§ Supplied passage:
------------------------------------------------

Source code for watex.datasets.sets

# -*- coding: utf-8 -*-
#   License: BSD-3-Clause
#   Author: LKouadio <etanoyau@gmail.com>

""" 
Set all dataset.  
"""
from warnings import warn 

fi=False

_DTAGS=(
    "bagoue" , 
    "gbalo", 
    "iris", 
    "semien", 
    "tankesse", 
    "boundiali",
    "hlogs",
    "nlogs", 
    "mxs", 
    "huayuan", 
    "edis"
    )

from .dload import (
    load_bagoue , 
    load_gbalo, 
    load_iris, 
    load_semien, 
    load_tankesse , 
    load_boundiali,
    load_hlogs,
    load_nlogs, 
    load_huayuan, 
    load_edis, 
    load_mxs, 
    ) 
from .gdata import ( 
    make_erp , 
    make_ves 
    )
try : 
    from ._config import _fetch_data
except ImportError: 
    warn ("'fetch_data' seems not respond. Use 'load_<area name>'"
          " instead.")
else: fi=True 
    

__all__=[ 
         "load_bagoue" ,
         "load_gbalo", 
         "load_iris", 
         "load_semien", 
         "load_tankesse", 
         "load_boundiali",
         "load_hlogs",
         "load_nlogs", 
         "load_huayuan", 
         "fetch_data",
         "load_edis",
         "load_mxs", 
         "make_erp" , 
         "make_ves", 
         "DATASET"

------------------------------------------------

Extend the watex.datasets.sets source code, picking up right after its final line.

§ Information supplied:
------------------------------------------------

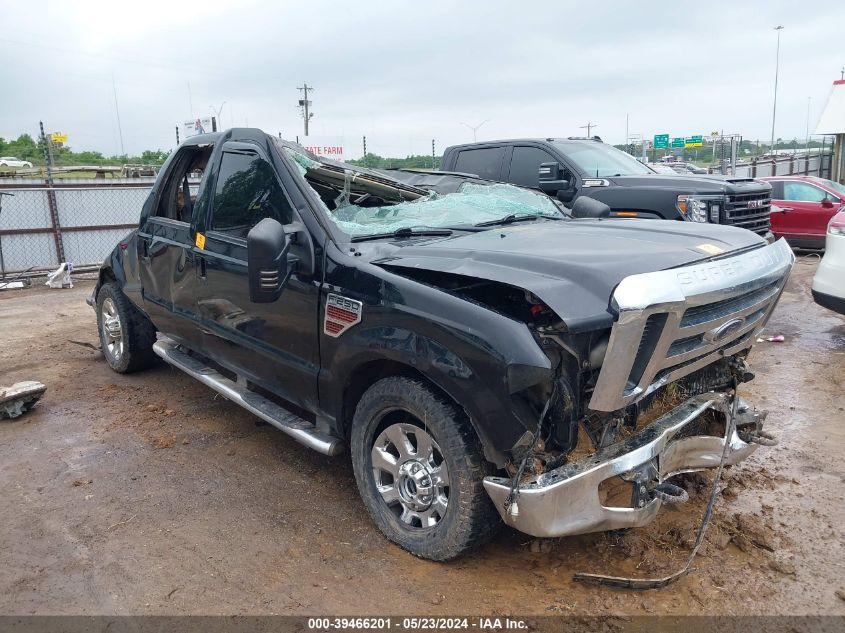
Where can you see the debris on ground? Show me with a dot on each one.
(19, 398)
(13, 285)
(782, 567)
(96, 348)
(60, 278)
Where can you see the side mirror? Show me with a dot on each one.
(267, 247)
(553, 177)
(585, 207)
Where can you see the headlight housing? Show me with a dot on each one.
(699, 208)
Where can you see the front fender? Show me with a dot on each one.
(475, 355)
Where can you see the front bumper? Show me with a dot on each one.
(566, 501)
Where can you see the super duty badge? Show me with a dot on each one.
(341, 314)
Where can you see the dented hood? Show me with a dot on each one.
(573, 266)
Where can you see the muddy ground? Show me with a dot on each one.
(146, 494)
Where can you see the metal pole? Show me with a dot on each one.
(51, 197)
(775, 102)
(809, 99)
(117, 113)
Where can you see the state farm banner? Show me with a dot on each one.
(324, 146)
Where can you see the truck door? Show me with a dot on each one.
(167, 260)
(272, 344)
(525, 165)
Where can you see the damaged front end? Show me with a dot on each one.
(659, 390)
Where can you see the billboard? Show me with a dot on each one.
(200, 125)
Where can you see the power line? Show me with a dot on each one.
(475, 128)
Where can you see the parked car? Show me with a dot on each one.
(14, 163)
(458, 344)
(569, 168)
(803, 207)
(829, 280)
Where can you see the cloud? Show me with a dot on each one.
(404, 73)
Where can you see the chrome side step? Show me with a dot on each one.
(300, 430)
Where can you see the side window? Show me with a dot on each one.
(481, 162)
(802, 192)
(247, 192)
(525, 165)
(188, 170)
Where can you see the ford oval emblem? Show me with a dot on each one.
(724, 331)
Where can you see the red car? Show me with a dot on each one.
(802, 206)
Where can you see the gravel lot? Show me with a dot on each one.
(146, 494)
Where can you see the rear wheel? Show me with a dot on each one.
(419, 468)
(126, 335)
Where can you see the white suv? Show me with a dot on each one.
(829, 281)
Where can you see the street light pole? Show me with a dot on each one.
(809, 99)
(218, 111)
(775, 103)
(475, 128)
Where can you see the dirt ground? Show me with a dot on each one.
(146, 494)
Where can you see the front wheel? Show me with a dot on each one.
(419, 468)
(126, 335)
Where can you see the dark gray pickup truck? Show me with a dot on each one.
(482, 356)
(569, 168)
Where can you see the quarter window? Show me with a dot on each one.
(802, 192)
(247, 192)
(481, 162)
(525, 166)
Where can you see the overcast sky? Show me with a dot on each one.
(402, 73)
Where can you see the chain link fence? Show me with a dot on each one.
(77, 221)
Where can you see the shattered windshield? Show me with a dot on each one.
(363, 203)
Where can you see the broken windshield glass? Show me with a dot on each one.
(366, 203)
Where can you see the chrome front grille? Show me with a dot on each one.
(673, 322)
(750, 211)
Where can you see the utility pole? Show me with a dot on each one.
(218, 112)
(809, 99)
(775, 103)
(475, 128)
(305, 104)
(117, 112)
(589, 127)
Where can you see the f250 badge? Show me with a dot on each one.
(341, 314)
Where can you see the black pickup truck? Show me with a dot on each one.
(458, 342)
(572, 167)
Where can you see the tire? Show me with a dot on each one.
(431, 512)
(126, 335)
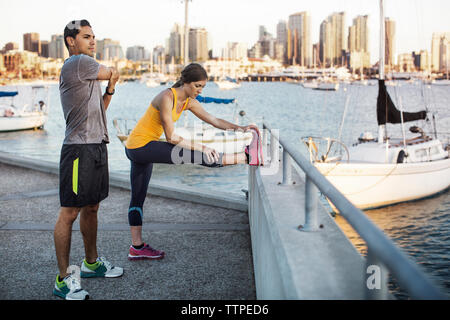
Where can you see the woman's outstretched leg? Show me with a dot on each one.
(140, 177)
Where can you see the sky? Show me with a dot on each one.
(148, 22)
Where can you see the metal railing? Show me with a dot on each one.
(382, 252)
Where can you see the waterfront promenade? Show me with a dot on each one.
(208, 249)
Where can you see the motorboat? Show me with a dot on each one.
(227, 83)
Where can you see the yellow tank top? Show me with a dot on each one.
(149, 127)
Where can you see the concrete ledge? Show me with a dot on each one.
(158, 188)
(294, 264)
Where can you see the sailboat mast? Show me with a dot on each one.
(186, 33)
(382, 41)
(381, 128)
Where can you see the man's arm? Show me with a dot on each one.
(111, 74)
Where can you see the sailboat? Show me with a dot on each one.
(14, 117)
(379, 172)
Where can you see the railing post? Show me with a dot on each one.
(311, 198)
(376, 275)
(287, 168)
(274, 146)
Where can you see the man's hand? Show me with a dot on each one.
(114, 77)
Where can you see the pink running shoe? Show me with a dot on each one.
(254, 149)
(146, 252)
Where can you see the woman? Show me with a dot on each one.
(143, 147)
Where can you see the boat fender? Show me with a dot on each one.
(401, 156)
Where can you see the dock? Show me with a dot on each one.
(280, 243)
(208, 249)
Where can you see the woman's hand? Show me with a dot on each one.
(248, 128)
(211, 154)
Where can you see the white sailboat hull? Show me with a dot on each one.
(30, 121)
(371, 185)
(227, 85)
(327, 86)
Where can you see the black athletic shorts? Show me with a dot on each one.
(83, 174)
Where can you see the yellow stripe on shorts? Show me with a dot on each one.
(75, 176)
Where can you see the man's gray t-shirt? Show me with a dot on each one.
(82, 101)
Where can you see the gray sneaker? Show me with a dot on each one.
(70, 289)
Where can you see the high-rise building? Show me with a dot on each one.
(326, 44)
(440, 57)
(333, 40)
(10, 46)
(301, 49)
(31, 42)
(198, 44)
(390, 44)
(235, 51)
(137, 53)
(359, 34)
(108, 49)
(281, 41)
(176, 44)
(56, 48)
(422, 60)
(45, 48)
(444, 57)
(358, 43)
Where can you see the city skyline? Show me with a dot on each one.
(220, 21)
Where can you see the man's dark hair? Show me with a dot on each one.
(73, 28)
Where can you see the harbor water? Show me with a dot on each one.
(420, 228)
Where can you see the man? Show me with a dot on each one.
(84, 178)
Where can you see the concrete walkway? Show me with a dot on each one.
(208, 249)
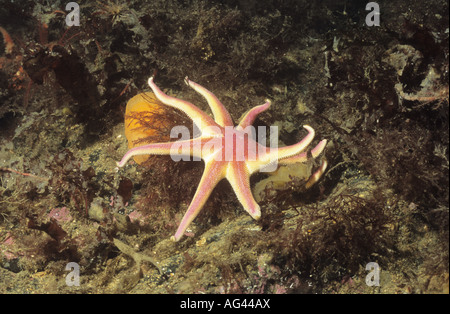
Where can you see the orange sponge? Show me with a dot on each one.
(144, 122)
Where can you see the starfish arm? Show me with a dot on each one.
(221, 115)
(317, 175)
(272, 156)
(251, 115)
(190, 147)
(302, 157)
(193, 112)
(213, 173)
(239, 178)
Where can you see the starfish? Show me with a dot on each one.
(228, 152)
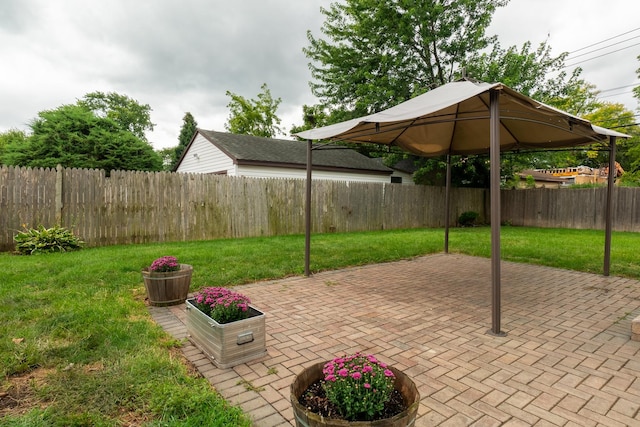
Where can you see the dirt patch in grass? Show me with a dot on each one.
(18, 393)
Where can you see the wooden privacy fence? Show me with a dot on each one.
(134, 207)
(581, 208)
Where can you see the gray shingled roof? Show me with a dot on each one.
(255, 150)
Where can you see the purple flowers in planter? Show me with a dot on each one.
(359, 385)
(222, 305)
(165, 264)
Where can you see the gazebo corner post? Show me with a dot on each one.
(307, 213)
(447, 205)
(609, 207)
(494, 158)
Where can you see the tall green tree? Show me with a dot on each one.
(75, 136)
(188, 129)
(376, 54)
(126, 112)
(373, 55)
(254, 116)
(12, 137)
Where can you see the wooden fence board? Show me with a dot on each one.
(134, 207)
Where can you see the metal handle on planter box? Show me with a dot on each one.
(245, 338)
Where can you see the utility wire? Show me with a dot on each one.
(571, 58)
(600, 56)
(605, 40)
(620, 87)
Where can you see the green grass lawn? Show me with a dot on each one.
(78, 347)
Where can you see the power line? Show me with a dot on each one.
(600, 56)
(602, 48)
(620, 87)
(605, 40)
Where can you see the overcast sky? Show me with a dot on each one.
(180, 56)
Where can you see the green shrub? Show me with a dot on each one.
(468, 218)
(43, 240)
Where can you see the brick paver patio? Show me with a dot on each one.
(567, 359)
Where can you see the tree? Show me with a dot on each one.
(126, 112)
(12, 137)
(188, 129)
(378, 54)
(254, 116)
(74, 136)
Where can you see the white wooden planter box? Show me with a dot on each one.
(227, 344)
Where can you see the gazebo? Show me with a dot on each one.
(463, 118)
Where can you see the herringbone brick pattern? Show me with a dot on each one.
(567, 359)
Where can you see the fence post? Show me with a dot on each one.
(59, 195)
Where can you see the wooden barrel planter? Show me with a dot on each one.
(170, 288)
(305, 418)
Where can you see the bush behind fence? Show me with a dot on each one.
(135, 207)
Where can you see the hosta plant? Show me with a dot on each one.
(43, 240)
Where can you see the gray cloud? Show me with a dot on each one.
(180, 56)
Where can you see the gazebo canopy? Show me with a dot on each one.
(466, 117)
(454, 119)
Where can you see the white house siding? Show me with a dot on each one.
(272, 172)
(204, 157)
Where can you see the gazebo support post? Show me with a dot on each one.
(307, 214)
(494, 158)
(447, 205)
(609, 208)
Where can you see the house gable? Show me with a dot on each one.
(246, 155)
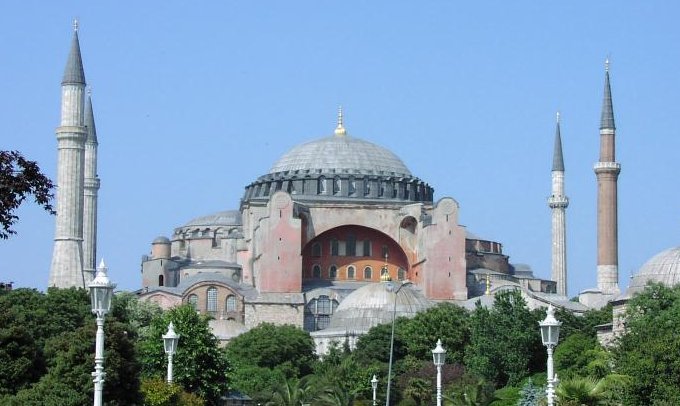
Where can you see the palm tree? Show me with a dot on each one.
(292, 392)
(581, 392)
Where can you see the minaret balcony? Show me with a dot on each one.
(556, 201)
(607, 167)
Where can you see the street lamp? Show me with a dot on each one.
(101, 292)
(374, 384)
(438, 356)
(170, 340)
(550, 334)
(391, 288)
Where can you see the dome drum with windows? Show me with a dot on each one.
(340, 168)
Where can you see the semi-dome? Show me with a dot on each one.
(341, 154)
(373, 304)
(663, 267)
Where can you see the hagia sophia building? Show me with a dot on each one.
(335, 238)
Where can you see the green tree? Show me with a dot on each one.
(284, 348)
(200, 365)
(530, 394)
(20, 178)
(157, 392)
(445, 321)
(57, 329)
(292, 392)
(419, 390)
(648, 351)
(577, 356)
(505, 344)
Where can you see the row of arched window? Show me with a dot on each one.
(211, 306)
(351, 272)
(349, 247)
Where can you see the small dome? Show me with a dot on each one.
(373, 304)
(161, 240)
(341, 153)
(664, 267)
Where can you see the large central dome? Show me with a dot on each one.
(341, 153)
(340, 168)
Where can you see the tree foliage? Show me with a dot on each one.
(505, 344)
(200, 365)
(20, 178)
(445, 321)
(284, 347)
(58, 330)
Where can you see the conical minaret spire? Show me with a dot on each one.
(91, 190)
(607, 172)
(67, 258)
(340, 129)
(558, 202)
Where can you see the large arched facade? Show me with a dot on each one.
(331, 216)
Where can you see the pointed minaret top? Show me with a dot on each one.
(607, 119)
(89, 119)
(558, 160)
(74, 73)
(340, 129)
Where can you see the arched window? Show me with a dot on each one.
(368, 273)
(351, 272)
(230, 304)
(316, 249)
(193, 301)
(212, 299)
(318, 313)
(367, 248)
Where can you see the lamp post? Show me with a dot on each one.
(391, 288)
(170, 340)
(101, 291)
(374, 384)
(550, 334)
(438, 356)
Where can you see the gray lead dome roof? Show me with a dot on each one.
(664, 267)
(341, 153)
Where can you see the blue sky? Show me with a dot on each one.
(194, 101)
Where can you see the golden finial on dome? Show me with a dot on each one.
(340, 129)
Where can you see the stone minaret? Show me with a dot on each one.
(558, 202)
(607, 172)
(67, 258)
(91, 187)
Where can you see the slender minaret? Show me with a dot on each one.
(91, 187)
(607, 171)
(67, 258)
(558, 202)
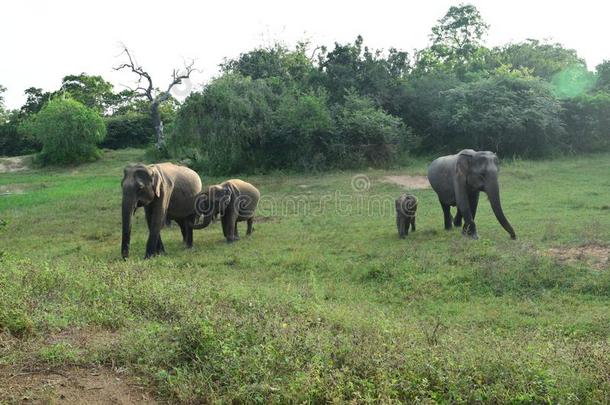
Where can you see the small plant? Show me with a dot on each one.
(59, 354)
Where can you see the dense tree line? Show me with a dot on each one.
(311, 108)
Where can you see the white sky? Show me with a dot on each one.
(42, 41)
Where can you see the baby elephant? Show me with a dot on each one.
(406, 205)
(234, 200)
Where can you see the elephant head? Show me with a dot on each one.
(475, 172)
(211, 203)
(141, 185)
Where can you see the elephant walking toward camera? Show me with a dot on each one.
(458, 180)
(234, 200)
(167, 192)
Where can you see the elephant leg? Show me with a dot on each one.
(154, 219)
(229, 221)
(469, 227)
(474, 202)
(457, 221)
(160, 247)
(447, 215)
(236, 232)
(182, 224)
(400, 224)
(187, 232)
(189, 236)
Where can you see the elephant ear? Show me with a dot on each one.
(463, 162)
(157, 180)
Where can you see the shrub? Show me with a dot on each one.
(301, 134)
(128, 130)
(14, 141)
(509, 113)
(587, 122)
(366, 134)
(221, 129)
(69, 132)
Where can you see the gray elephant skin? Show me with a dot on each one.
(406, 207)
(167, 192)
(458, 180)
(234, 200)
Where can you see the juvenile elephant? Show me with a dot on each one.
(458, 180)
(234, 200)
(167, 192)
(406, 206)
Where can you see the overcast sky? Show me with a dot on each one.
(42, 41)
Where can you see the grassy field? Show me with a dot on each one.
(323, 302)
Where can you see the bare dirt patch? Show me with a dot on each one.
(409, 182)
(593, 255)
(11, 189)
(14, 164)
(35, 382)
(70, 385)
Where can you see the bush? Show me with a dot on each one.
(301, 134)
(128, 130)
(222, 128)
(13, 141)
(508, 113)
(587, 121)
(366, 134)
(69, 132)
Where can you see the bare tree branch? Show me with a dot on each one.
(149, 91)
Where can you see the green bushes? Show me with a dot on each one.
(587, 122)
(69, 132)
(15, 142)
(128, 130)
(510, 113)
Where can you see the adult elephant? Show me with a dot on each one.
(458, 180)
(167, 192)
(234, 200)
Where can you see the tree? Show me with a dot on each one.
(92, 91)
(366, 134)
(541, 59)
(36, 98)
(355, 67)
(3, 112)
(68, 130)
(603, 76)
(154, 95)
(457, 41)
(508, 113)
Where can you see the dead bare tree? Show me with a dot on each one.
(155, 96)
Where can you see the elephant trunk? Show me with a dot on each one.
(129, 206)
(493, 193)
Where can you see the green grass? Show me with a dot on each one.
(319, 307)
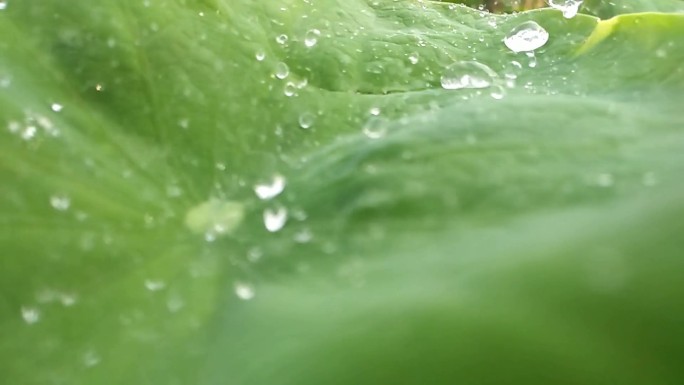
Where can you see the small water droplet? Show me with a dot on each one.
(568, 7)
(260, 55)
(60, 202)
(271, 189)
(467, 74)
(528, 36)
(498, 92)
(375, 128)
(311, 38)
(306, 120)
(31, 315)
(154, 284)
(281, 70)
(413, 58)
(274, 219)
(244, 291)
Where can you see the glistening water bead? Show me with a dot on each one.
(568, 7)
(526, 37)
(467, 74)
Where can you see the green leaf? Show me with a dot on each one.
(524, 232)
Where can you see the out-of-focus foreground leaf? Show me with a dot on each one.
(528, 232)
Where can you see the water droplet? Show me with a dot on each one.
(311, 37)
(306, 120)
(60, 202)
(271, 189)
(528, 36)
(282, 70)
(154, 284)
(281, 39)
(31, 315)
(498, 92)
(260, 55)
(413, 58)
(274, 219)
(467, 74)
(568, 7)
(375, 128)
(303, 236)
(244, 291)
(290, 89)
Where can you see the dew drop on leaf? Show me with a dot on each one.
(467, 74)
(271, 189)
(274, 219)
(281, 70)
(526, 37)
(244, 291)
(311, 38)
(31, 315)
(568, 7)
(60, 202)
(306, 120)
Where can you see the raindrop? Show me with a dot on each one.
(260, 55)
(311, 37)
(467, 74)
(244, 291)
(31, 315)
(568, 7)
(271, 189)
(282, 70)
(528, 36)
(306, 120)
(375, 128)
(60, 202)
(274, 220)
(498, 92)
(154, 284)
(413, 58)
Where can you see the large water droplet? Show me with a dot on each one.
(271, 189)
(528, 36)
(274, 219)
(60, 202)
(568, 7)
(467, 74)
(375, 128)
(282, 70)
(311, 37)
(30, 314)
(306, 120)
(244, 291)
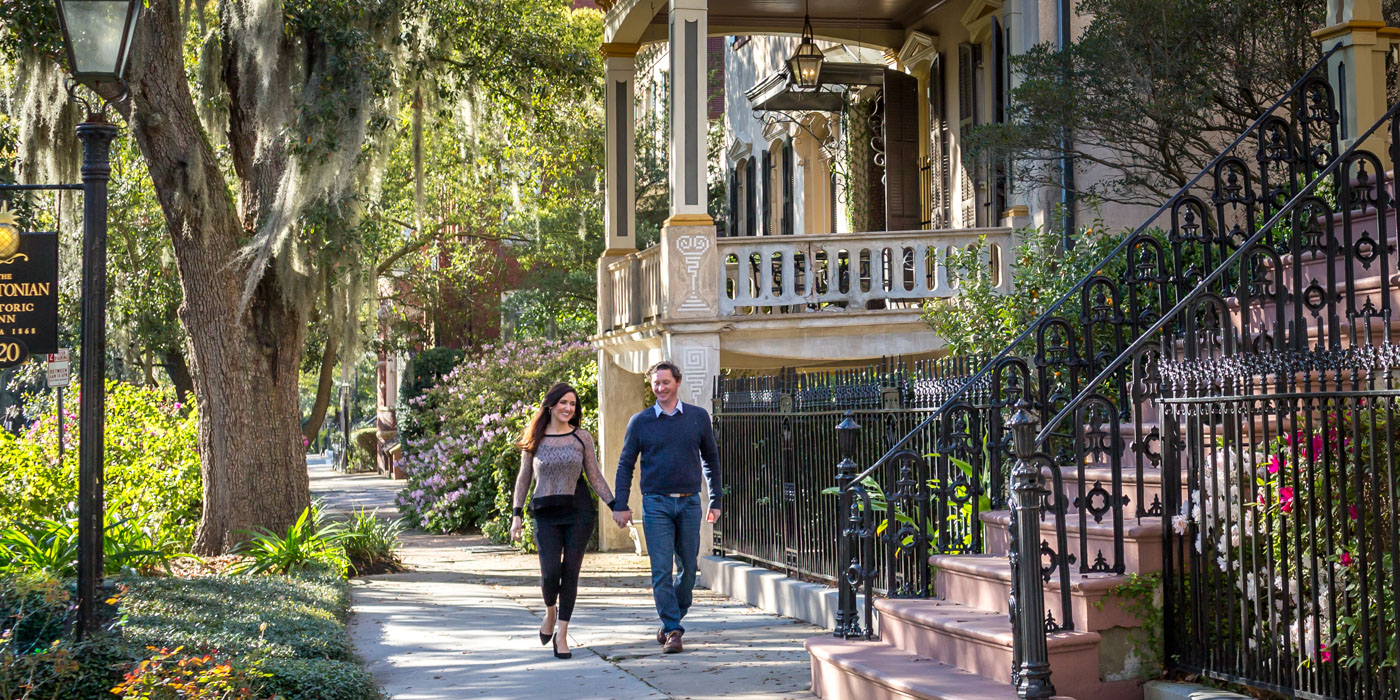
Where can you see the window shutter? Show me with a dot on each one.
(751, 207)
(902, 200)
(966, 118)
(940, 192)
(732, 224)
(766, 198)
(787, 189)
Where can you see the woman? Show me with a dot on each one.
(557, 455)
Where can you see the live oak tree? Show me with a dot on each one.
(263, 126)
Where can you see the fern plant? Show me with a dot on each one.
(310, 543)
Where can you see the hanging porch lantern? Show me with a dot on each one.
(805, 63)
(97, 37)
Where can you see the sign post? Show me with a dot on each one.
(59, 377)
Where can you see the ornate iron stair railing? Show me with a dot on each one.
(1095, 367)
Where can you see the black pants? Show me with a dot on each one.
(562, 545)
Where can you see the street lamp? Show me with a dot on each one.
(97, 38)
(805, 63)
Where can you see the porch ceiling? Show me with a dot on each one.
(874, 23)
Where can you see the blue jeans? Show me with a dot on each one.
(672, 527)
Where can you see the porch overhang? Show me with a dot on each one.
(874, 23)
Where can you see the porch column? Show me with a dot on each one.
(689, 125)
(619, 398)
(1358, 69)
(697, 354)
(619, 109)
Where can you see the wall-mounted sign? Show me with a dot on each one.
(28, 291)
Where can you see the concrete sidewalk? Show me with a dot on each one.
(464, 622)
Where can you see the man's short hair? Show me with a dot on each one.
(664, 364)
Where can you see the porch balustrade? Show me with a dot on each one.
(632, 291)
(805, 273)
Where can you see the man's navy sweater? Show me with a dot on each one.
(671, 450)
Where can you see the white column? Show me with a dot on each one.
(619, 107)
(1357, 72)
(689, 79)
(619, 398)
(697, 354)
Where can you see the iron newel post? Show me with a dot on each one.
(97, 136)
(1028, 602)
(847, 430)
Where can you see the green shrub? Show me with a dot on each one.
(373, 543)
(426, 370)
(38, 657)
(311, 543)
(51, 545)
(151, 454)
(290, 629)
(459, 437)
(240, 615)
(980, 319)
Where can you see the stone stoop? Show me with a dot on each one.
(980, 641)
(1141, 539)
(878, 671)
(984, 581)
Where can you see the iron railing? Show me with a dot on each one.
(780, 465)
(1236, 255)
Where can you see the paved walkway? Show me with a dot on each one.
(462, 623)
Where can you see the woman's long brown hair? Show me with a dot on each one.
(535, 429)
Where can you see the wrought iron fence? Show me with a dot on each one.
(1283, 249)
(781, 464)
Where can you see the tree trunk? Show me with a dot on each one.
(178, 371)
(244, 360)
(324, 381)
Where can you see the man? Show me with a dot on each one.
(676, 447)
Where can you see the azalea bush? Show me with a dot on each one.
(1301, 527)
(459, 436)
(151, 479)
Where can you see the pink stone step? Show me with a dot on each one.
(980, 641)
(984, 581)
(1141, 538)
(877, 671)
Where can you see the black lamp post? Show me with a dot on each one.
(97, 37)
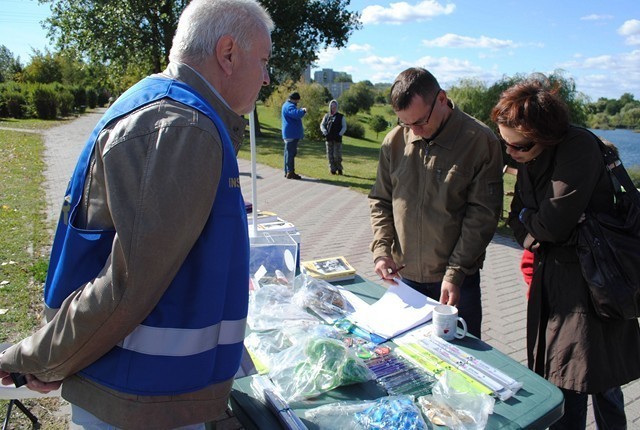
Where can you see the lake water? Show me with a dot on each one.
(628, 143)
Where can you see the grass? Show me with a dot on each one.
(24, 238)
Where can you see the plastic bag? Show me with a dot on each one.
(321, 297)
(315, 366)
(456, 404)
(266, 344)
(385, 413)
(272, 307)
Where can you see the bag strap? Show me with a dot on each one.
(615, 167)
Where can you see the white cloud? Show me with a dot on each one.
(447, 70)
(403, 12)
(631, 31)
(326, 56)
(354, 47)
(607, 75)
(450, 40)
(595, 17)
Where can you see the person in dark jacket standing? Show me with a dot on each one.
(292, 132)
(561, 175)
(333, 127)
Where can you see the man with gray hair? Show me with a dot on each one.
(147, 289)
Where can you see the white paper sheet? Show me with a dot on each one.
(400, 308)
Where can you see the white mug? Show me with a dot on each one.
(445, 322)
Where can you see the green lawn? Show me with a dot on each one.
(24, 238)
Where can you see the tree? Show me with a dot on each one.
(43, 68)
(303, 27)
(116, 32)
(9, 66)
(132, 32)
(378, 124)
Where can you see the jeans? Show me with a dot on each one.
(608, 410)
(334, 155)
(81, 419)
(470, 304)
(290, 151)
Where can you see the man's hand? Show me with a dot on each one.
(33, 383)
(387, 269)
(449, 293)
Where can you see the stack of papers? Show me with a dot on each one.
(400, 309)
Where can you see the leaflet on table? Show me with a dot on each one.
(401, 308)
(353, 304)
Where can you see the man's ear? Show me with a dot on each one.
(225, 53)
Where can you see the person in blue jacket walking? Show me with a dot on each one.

------------------------------------------------

§ Response to this exercise:
         ]


[docs]
def fetch_data (tag, **kws): 
    tag = _parse_tags(tag, multi_kind_dataset='bagoue')
    func= _fetch_data if fi else None 
    funcs= (load_bagoue , load_gbalo, load_iris, load_semien, load_tankesse , 
            load_boundiali, load_hlogs, load_nlogs, load_huayuan, load_edis, 
            load_mxs ) 
    funcns = list (map(lambda f: f.__name__.replace('load_', ''), funcs))
    if tag in (funcns): 
        func = funcs[funcns.index (tag)] 
    
    return func (tag=tag, data_names=funcns, **kws) if callable (func) else None 



fetch_data.__doc__ ="""\
Fetch dataset from `tag`. 

A tag corresponds to the name area of data collection or each 
level of data processing. 

Parameters 
------------
tag: str, ['bagoue', 'tankesse', 'semien', 'iris', 'boundiali', 'gbalo']
    name of the area of data to fetch. For instance set the tag to ``bagoue`` 
    will load the bagoue datasets. If the `tag` name is following by a suffix, 
    the later specifies the stage of the data processing. As an example, 
    `bagoue original` or `bagoue prepared` will retrieve the original data and 
    the transformed data after applying default transformers respectively. 
    
    There are different options to retrieve data such as:
        
    * ['original'] => original or raw data -& returns a dict of details 
        contex combine with get method to get the dataframe like::
            
            >>> fetch_data ('bagoue original').get ('data=df')
            
    * ['stratified'] => stratification data
    * ['mid' |'semi'|'preprocess'|'fit']=> data cleaned with 
        attributes experience combinaisons.
    * ['pipe']=>  default pipeline created during the data preparing.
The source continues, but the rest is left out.